**Problem requirements**
Only those lines running from the line that contains "of the leafy" through the end of the material are to be written out, each exactly as shown.

Dataset records
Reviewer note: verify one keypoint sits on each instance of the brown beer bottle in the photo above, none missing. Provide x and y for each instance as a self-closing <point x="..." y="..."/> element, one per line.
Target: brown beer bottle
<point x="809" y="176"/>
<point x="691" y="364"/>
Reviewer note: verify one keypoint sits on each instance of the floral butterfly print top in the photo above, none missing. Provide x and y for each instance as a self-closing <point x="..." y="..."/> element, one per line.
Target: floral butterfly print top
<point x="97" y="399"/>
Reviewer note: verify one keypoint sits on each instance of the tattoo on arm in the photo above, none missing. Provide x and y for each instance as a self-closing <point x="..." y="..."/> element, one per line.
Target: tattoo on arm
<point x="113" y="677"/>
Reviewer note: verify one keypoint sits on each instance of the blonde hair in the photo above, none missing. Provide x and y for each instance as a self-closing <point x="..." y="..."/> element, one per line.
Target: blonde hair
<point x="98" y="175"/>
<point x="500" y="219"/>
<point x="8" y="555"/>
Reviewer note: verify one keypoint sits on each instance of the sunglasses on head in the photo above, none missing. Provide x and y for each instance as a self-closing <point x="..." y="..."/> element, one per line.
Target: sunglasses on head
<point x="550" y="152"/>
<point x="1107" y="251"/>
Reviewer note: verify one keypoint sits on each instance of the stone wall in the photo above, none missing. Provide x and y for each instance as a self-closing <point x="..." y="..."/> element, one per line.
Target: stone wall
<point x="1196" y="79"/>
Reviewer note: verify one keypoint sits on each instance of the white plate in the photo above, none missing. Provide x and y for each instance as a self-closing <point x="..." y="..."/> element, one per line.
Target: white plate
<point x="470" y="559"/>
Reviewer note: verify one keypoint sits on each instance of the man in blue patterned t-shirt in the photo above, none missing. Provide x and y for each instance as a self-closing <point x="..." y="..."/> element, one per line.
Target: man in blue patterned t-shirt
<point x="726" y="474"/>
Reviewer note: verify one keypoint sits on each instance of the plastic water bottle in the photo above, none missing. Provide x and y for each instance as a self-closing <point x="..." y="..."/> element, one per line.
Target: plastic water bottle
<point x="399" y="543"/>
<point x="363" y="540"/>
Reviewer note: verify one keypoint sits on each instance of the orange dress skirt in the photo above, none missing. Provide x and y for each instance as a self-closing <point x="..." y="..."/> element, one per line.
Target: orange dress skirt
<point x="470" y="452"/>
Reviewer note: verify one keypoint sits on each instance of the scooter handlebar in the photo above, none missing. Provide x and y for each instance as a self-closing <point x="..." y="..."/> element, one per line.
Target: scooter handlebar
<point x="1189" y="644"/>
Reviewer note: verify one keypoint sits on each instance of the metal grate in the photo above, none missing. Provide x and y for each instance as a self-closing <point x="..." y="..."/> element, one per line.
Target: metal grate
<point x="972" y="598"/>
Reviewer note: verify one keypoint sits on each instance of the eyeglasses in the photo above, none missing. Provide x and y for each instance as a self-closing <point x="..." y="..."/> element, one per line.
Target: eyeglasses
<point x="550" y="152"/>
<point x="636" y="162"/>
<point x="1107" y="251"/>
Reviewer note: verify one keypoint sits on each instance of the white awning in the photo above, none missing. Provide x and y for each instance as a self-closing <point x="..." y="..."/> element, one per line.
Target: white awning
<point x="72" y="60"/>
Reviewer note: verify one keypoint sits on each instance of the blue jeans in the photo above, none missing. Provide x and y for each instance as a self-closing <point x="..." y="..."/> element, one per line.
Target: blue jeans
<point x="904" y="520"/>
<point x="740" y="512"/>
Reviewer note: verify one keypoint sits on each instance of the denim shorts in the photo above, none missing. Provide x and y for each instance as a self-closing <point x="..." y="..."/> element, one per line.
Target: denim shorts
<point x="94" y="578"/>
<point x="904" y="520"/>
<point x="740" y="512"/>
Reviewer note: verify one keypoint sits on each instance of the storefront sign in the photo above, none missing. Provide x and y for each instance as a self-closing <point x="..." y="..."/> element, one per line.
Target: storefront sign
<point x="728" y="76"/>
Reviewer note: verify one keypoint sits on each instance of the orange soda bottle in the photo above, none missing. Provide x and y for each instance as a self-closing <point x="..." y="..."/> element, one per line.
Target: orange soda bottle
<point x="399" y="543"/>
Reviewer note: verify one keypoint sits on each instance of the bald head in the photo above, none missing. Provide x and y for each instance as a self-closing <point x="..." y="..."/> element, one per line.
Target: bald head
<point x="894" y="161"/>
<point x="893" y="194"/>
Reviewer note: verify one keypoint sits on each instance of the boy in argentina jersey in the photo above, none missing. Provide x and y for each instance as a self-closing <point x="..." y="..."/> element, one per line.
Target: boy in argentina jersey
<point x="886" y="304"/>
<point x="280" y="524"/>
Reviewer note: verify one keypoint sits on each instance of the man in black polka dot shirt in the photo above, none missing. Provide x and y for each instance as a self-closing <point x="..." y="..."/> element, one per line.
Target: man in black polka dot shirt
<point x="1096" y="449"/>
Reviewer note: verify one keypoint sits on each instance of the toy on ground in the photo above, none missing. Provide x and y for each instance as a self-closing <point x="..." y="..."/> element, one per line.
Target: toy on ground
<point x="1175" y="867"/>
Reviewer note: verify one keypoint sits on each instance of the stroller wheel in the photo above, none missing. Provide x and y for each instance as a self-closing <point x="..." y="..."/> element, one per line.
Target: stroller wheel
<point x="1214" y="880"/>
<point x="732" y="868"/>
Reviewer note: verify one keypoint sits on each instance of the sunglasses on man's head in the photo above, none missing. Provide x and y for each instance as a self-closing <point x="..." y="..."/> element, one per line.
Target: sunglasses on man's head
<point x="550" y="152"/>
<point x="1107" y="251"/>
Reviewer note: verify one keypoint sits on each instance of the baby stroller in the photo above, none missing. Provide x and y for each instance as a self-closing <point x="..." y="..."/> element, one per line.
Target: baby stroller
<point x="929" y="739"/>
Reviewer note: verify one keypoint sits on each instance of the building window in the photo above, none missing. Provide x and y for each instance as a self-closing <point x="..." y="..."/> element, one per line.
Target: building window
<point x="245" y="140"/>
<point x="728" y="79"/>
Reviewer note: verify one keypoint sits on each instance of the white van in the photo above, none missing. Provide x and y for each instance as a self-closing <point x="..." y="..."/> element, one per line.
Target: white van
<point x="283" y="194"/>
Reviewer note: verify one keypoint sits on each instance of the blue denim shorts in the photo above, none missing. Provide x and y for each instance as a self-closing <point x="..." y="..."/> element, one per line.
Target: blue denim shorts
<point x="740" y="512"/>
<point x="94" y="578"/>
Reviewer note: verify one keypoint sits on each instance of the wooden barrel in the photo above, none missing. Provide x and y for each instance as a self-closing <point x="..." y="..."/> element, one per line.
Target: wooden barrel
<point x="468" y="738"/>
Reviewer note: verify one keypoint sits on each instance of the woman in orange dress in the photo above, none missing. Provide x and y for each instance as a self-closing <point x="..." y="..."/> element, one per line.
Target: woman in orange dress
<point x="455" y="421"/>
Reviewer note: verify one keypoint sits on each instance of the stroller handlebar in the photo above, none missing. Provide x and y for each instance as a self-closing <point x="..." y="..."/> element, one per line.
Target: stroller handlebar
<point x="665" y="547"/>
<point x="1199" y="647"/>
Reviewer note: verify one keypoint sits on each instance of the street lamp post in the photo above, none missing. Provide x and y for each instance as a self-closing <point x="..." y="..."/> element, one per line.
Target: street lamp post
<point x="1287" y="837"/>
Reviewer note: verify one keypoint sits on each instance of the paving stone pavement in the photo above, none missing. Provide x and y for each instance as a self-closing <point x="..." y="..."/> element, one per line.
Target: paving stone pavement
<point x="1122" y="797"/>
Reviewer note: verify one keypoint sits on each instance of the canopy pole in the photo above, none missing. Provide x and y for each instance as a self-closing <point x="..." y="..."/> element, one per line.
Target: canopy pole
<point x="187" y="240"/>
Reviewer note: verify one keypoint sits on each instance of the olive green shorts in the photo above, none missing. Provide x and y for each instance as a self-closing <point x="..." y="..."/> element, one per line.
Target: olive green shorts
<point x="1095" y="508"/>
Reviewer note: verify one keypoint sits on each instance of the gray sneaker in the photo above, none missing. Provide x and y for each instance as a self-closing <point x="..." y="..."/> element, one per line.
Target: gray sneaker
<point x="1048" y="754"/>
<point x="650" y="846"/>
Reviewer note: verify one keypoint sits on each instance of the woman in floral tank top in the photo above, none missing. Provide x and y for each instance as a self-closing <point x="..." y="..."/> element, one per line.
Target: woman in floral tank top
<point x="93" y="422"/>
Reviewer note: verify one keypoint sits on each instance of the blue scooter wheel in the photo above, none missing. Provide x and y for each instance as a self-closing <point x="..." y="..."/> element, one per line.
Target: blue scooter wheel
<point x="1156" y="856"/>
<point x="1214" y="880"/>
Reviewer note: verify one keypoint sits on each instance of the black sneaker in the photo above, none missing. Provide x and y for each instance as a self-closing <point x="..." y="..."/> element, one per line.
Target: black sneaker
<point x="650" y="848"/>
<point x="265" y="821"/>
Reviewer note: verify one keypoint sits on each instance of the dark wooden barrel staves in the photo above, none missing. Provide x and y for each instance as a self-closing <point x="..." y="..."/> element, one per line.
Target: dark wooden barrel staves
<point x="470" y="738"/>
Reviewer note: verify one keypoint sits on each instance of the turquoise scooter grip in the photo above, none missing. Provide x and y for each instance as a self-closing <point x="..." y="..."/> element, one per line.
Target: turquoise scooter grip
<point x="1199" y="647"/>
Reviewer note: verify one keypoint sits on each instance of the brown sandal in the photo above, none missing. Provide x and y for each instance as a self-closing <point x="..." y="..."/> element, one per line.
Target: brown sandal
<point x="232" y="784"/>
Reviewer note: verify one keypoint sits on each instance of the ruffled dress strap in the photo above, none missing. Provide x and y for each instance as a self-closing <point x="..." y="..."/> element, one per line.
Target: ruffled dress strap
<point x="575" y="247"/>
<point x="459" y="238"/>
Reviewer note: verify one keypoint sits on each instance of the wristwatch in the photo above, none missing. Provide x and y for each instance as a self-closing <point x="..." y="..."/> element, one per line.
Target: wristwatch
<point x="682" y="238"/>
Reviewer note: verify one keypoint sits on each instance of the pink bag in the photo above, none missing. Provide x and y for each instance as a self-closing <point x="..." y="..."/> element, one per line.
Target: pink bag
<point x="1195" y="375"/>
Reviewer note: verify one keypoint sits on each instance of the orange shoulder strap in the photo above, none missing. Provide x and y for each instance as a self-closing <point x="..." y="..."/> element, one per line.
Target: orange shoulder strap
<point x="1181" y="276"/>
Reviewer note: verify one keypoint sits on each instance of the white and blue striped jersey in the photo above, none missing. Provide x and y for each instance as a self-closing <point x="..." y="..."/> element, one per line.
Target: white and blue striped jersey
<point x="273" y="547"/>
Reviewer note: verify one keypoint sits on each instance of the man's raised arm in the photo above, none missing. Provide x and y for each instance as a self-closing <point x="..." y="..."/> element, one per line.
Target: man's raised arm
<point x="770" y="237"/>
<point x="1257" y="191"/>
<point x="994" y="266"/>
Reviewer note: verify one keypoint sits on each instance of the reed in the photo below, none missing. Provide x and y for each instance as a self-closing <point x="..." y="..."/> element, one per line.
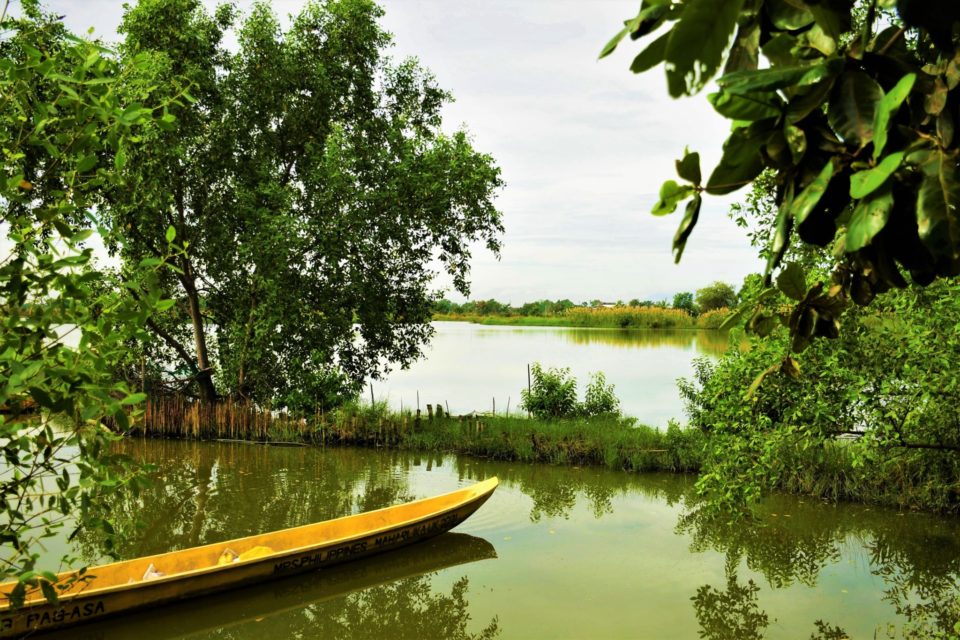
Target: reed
<point x="609" y="441"/>
<point x="602" y="318"/>
<point x="894" y="479"/>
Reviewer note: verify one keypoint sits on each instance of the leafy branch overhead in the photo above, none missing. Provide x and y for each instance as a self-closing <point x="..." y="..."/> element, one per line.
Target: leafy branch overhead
<point x="852" y="105"/>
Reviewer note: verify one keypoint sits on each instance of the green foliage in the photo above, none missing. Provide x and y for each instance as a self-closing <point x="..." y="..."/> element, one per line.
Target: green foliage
<point x="877" y="423"/>
<point x="849" y="125"/>
<point x="311" y="182"/>
<point x="553" y="394"/>
<point x="716" y="296"/>
<point x="599" y="398"/>
<point x="66" y="320"/>
<point x="684" y="302"/>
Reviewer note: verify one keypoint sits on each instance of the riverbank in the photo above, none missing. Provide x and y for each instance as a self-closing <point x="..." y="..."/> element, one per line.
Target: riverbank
<point x="829" y="473"/>
<point x="600" y="318"/>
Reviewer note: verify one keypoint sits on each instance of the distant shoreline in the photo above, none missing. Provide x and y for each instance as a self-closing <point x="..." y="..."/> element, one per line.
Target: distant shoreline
<point x="604" y="318"/>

**Problem solution**
Reviewer note: verify one keypoint sits on each instance of the leafy branch overhead in the photo above, none missing. Provide x and y for each instance as a self-closing <point x="..." y="..."/> element, one per line.
Target: leafy branch overhead
<point x="852" y="105"/>
Reviewer note: verify one keypoint sits on each instance of the green foliage in the photo above, none missing. Provide x and y for each instance as a self-closing <point x="..." y="..."/> element, one per line.
Target: green foliage
<point x="877" y="423"/>
<point x="849" y="125"/>
<point x="311" y="182"/>
<point x="553" y="394"/>
<point x="716" y="296"/>
<point x="599" y="398"/>
<point x="66" y="320"/>
<point x="684" y="302"/>
Reviewer note: verify one keypoint sits on each instance of the riverbank in the photo above, none missing. Provide x and y for each instance as a self-closing <point x="..." y="..."/> element, one per line.
Target: riverbank
<point x="829" y="473"/>
<point x="600" y="318"/>
Reviewer note: verify one keypoint sits on each instance of the distant shoreline in the photo above, none missing. Provide x and y for each instance as a self-closing <point x="..." y="..."/> element, one per line.
Target: distant shoreline
<point x="604" y="318"/>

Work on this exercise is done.